- _Fragmento original_:

§ §

Julian Barnes: susurros de la historia
FRANCISCO CERVILLA.
Tardé en querer a Julian Barnes, no hasta que comencé a leer Niveles de vida y, desde el inicio mismo de la lectura, me encontrase a bordo de un rudimentario globo aerostático en compañía, quién me lo iba a decir, de la mismísima Sara Bernhardt y otros pioneros aeronautas amantes de la aventura, preparados para cruzar el Canal de la Mancha, entre Dover y Calais, dispuestos a ganar o perder altura en busca de las corrientes de aire más favorables, listos para dejarse mecer por el vaivén del viento dentro de una rústica y escuálida barquilla, y sobrevolar valles, montañas, lagos, ríos y ciudades, por encima de las nubes o perdidos en ellas. Y celebrarlo.
Subí, pues, en aquel artefacto aéreo con Barnes, expectante con las historias pendientes por conocer sobre ascensos y descensos en las alturas, preámbulo y contraste de otras que sucederían en el llano, amarradas a la tierra, sin la emoción del vuelo. Y que más tarde, finalizando ya la lectura, me recordó a ese llano de Juan Rulfo en el que “se le resbalan a uno los ojos al no encontrar cosa que los detenga”.
Pero lo quise aún más después de haber leído El ruido del tiempo, donde Barnes escribió sobre su admirado Shostakóvich y su atormentada vida como compositor sometido al temible régimen estalinista, ante el que permaneció inerme, cediendo en sus composiciones musicales, pero escondiendo su espíritu en ellas.

§ §

- _Ítems proporcionados_:
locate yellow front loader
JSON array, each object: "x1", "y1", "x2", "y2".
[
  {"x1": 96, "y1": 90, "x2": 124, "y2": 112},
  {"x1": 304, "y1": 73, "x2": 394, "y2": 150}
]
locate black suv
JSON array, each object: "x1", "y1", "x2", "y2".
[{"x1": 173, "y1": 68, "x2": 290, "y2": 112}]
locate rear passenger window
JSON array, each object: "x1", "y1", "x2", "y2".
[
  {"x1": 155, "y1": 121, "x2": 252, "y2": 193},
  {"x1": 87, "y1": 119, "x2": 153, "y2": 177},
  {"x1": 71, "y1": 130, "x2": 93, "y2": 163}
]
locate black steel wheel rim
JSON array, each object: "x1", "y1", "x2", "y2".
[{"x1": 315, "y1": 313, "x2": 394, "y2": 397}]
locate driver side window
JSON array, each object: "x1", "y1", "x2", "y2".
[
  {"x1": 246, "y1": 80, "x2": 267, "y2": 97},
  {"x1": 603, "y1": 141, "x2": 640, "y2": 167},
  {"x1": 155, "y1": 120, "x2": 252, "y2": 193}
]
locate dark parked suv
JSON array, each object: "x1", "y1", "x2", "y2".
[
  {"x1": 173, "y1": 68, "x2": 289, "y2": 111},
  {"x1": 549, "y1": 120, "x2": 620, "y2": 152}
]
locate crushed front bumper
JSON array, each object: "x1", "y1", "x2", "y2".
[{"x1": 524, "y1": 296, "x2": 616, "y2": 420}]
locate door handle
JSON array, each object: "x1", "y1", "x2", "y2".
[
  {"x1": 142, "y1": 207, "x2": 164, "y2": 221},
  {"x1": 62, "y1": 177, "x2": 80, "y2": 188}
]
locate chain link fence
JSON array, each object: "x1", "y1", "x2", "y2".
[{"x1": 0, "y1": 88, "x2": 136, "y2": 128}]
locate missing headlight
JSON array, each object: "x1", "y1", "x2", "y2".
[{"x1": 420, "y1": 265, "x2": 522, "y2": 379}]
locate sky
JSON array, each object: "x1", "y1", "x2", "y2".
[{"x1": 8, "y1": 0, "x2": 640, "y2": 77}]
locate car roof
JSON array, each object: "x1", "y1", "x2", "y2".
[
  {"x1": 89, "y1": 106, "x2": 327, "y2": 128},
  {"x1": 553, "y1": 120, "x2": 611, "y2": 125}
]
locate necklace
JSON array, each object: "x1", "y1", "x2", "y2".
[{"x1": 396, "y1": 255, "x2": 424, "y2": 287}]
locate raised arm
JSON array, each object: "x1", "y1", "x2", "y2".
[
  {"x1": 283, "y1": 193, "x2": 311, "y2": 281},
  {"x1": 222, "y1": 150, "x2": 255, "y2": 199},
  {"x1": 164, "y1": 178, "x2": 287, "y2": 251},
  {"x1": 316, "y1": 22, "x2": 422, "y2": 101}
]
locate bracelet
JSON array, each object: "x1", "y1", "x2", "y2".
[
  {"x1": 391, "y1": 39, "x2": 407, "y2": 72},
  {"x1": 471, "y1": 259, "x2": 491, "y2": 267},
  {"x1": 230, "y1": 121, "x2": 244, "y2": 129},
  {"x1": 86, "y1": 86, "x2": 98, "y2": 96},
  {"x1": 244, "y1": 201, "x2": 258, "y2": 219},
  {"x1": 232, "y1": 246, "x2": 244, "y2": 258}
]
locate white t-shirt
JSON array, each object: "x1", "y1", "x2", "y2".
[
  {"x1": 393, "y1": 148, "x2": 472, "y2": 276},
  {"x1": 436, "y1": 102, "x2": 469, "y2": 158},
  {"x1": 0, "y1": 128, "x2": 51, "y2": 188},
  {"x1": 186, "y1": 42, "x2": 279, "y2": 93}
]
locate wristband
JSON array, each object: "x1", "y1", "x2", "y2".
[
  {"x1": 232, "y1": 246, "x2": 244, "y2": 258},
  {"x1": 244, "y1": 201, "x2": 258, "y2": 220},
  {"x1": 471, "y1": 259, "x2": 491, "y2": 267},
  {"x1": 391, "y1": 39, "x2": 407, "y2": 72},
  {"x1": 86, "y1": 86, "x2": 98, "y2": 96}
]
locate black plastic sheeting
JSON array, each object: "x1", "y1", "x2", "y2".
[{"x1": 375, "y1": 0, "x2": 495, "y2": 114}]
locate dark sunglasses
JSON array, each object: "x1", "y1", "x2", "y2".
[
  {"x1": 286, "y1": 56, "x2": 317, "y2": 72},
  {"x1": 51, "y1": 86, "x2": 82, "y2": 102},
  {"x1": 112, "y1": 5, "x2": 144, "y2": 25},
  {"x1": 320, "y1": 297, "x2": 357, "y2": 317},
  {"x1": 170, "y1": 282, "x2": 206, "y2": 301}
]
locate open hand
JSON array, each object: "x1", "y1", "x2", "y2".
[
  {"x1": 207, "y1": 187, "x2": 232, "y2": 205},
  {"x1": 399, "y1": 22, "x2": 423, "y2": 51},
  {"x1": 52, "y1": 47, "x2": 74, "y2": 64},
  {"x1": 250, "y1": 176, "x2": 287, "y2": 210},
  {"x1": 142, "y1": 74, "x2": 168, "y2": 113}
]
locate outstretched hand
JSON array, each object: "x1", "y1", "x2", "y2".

§ §

Retoma el texto sobre Julian Barnes y prosíguelo a partir de su última frase. Los ítems son material aparte y no forman parte del texto sobre Julian Barnes.

“El arte es el susurro de la historia que se oye por encima del ruido del tiempo”. Son las palabras con las que Barnes intenta arrancar el acto creativo de Shostakóvich de sus más implacables detractores. Y en las que subyace la siguiente idea: donde hay creación artística el poder fracasa en su afán de dominar a las ingobernables musas, se estampa contra el deseo indómito del artista, y queda, por tanto, excluido del momento único y solitario del acto creativo. En ese relámpago un imposible de atravesar se interpone, dejando al artista en soledad con su obra: fuera del tiempo, libre de ataduras.
“Sabía, Shostakóvich, que todas las definiciones verdaderas del arte son circulares, y todas las definiciones falsas del arte le atribuyen una función específica”.
Por eso decía que su música estaba escrita para todos los oídos que pudieran escucharla, que no eran los oídos siniestros de sus opresores que la enaltecían cuando pensaban que esa composición musical estaba a su servicio, sin oler siquiera que el genio ya estaba allí instalado, agazapado, oculto, para en su momento saltar y susurrar a la historia lo que realmente había pasado.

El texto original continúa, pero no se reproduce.